— START OF Input rows —

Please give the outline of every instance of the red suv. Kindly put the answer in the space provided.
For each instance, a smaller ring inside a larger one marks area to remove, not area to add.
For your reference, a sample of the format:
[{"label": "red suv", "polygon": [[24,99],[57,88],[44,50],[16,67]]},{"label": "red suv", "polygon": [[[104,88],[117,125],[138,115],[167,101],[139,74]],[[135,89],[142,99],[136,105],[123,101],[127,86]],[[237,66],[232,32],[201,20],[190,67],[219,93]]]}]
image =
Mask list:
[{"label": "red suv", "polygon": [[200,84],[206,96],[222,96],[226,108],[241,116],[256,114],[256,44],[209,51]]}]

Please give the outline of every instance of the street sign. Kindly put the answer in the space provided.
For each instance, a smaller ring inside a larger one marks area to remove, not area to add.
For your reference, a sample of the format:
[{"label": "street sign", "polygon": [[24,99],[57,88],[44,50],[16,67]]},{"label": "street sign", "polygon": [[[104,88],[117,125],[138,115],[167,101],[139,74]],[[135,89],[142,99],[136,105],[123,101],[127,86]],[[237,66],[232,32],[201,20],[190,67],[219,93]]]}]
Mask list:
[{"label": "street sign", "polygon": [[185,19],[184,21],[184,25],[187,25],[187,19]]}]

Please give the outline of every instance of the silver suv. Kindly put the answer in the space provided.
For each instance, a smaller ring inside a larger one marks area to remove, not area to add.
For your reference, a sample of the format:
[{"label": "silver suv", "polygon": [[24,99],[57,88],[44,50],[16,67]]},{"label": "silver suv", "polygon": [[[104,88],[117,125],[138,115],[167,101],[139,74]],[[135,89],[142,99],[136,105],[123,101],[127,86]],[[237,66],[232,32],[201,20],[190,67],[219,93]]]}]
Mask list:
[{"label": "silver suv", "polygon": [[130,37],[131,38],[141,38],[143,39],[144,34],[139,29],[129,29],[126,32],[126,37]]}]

— END OF Input rows —

| Instructions for the task |
Can you reproduce all three entries above, line for line and without any changes?

| Solution to the exercise |
Please give the outline of every instance of the red suv. Kindly put the answer in the space provided.
For each instance, a smaller ring inside a larger one marks area to remove, not area to add.
For your reference, a sample of the format:
[{"label": "red suv", "polygon": [[24,99],[57,88],[44,50],[16,67]]},{"label": "red suv", "polygon": [[[104,88],[117,125],[138,115],[167,101],[139,74]],[[135,89],[142,99],[136,105],[123,101],[127,86]],[[237,66],[232,32],[201,20],[190,67],[219,93]]]}]
image =
Mask list:
[{"label": "red suv", "polygon": [[200,84],[206,96],[222,96],[226,108],[241,116],[256,114],[256,44],[209,51]]}]

Please give the outline of every instance of the street sign. Kindly put the answer in the space provided.
For each instance, a smaller ring inside a larger one marks area to remove, not area to add.
For your reference, a sample of the format:
[{"label": "street sign", "polygon": [[24,99],[57,88],[44,50],[16,67]]},{"label": "street sign", "polygon": [[[104,88],[117,125],[138,115],[167,101],[139,74]],[[135,89],[142,99],[136,105],[123,101],[127,86]],[[237,66],[232,32],[201,20],[190,67],[219,93]]]}]
Mask list:
[{"label": "street sign", "polygon": [[185,19],[184,21],[184,25],[187,25],[187,19]]}]

Please give the outline of every instance of the silver suv. Kindly put the answer in the space provided.
For each instance, a smaller ring inside a larger one marks area to remove, not area to add.
For your reference, a sample of the format:
[{"label": "silver suv", "polygon": [[24,99],[57,88],[44,50],[16,67]]},{"label": "silver suv", "polygon": [[[104,88],[117,125],[138,115],[167,101],[139,74]],[[135,89],[142,99],[136,105],[123,101],[127,86]],[[237,66],[232,32],[201,20],[190,67],[219,93]]]}]
Mask list:
[{"label": "silver suv", "polygon": [[130,37],[131,38],[141,38],[143,39],[144,34],[139,29],[129,29],[126,32],[126,37]]}]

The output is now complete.